Goal of the exercise ->
Return the lines of the data below exactly. Start at the first and end with the line containing "Question. The picture above shows the bug's head.".

[Entries taken from a collection]
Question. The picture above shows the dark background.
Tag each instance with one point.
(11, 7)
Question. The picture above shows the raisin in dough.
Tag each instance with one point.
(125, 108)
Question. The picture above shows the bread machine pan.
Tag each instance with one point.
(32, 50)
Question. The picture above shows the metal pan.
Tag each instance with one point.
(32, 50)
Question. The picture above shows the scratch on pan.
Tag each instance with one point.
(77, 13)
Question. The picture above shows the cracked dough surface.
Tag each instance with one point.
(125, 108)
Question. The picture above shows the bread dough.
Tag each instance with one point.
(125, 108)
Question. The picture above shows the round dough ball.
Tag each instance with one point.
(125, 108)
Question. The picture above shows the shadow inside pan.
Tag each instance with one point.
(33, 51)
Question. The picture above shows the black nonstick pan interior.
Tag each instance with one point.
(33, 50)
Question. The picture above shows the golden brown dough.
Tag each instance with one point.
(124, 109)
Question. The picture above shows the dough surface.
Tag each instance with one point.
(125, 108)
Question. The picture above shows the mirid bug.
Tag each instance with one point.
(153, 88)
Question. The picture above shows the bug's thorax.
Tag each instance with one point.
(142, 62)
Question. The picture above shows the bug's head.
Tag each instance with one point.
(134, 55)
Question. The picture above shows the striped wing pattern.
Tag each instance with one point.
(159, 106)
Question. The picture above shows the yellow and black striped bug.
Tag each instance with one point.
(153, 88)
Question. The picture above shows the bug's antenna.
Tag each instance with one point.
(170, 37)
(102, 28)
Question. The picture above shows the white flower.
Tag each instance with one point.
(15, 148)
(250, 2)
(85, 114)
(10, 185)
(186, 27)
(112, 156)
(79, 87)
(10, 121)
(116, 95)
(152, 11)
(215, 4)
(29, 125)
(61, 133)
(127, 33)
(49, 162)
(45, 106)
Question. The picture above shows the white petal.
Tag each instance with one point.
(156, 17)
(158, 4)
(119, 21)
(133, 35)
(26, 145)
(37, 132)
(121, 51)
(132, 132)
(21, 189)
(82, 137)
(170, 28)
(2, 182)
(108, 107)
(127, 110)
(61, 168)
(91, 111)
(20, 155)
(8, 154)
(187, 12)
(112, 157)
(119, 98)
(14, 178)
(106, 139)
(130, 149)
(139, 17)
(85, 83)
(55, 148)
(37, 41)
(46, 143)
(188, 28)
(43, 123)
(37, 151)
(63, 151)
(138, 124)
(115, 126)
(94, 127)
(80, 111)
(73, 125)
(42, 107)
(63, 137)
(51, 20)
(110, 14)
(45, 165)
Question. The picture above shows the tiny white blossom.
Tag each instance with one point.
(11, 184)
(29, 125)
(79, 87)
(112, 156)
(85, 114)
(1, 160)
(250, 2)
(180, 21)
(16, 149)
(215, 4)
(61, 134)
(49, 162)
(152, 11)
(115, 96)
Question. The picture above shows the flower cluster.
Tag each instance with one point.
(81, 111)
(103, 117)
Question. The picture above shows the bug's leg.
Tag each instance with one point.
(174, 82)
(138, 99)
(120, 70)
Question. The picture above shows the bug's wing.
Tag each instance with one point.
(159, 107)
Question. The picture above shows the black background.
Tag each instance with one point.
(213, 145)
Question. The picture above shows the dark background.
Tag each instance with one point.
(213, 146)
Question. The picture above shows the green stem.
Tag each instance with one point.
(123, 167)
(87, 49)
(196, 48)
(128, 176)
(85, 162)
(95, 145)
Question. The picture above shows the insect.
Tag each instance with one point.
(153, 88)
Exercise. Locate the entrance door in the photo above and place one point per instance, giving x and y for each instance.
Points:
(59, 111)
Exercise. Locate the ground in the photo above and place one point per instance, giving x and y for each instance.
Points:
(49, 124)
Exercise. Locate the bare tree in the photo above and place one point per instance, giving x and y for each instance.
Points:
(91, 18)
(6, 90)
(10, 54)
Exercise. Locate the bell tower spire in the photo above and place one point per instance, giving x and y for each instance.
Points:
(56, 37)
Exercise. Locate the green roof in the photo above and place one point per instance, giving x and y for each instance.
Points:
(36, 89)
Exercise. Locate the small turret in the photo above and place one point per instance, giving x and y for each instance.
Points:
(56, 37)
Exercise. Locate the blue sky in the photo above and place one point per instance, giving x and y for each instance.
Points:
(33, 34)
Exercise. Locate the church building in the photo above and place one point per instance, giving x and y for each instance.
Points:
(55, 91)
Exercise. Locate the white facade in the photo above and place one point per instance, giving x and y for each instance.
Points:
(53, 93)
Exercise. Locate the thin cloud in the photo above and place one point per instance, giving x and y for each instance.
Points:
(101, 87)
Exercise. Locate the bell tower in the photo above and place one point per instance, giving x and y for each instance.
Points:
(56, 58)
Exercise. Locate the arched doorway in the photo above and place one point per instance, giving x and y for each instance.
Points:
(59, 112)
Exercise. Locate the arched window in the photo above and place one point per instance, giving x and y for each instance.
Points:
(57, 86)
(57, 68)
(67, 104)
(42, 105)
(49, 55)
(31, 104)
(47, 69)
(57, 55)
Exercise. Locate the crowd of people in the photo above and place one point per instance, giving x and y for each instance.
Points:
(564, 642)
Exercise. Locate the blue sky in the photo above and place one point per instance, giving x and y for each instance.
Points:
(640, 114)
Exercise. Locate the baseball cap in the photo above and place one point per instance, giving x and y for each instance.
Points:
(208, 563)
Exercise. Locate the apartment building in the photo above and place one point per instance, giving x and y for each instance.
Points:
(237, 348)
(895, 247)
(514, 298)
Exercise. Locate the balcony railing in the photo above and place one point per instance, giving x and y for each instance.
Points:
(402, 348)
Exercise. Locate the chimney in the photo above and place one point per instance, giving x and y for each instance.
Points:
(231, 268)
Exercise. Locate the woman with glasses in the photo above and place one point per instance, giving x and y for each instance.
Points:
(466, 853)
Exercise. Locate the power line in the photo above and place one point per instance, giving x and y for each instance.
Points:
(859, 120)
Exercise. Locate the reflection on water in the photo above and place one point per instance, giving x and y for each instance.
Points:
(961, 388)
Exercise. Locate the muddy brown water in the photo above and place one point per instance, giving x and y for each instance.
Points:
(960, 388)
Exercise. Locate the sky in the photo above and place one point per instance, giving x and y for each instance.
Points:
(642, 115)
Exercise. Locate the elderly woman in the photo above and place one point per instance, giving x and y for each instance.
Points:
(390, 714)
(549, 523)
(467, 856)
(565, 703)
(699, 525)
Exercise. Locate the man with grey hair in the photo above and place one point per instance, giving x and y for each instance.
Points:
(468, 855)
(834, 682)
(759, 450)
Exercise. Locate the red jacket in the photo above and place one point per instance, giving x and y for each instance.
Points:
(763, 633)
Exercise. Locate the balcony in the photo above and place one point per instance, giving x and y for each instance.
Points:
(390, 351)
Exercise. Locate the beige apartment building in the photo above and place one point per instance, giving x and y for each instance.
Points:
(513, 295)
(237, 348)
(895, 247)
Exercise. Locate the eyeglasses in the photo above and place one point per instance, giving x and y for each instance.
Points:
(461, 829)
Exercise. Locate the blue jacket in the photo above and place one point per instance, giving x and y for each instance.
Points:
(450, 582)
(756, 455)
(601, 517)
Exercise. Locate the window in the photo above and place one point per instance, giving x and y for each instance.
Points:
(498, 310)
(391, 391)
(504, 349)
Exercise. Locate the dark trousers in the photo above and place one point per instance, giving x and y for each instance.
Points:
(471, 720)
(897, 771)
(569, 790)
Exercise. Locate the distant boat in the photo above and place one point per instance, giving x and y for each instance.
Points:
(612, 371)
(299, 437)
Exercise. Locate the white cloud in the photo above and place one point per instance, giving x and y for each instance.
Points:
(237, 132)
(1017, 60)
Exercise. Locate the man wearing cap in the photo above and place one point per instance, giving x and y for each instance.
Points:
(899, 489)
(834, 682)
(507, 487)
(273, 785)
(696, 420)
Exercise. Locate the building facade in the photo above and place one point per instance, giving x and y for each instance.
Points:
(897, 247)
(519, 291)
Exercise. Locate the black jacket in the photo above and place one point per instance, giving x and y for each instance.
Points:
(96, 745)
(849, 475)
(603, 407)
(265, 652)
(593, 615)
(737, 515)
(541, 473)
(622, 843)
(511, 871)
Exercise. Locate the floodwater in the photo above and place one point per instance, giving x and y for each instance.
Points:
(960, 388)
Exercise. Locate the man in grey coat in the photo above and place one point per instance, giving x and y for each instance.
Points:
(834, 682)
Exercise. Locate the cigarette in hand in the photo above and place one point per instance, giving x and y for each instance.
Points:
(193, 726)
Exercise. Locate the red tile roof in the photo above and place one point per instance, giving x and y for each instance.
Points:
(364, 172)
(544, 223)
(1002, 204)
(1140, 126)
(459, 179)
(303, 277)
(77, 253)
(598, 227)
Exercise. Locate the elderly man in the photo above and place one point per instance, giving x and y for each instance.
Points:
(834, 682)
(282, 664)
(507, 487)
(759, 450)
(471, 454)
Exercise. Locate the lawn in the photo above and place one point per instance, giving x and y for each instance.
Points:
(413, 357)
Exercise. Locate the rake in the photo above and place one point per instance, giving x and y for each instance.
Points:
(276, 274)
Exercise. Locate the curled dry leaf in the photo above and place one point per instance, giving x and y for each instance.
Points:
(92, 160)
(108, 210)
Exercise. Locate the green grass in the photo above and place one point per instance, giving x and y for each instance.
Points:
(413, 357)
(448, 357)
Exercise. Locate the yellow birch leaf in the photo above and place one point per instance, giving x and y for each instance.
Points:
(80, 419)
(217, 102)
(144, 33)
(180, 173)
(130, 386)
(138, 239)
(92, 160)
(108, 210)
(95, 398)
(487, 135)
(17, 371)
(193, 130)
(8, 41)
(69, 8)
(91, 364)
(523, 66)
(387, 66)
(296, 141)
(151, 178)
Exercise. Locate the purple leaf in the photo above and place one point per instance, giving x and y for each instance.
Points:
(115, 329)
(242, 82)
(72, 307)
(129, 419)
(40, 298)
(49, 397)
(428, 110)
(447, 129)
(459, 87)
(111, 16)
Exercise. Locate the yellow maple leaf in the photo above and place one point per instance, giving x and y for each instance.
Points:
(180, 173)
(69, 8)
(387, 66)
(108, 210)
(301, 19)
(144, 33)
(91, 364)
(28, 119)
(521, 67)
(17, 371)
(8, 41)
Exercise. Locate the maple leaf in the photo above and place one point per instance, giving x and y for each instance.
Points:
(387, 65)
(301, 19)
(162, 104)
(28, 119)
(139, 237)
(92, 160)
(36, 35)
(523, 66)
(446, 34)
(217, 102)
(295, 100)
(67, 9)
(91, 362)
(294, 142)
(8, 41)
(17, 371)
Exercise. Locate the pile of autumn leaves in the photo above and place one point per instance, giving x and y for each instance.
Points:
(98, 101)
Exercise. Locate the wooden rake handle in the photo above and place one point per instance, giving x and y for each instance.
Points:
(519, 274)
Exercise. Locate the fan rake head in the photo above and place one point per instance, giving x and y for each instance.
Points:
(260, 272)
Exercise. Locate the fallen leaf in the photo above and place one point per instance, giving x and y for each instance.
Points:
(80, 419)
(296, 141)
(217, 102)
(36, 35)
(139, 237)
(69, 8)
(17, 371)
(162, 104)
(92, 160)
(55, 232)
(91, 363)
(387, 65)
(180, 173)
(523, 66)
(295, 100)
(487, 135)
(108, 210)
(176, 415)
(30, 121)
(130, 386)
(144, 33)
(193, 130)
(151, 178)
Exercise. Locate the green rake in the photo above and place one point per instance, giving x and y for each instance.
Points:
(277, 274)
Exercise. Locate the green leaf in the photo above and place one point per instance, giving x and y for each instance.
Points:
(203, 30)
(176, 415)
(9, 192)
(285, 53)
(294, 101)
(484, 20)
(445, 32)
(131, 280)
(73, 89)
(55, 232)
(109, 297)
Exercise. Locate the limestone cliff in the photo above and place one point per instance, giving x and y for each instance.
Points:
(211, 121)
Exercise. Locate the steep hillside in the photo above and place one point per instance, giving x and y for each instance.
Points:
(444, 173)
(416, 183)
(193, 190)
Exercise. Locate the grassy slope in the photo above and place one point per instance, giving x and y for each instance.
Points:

Exercise solution ->
Question. The picture above shows the dark background.
Tag each instance with one point.
(11, 7)
Question. The picture above shows the raisin in dough.
Tag each instance with one point.
(125, 108)
Question. The picture above shows the bread machine pan.
Tag each instance with one point.
(32, 50)
Question. The picture above shows the metal pan.
Tag each instance with one point.
(32, 50)
Question. The picture above shows the scratch on pan.
Tag each instance with one point.
(77, 13)
Question. The picture above shows the cracked dough surface.
Tag each instance with one point.
(125, 108)
Question. The picture above shows the bread dough.
Tag each instance with one point.
(125, 108)
Question. The picture above shows the round dough ball.
Tag each instance with one point.
(125, 108)
Question. The picture above shows the shadow inside pan.
Tag each instance with one point.
(33, 51)
Question. The picture above shows the black nonstick pan interior.
Tag each instance with one point.
(33, 50)
Question. The picture above shows the golden brown dough.
Tag each instance with one point.
(124, 109)
Question. The picture above shows the dough surface.
Tag each instance with one point.
(125, 108)
Question. The picture above shows the mirid bug.
Tag each instance with one point.
(153, 88)
Question. The picture above shows the bug's thorax.
Tag each instance with one point.
(142, 62)
Question. The picture above shows the bug's head.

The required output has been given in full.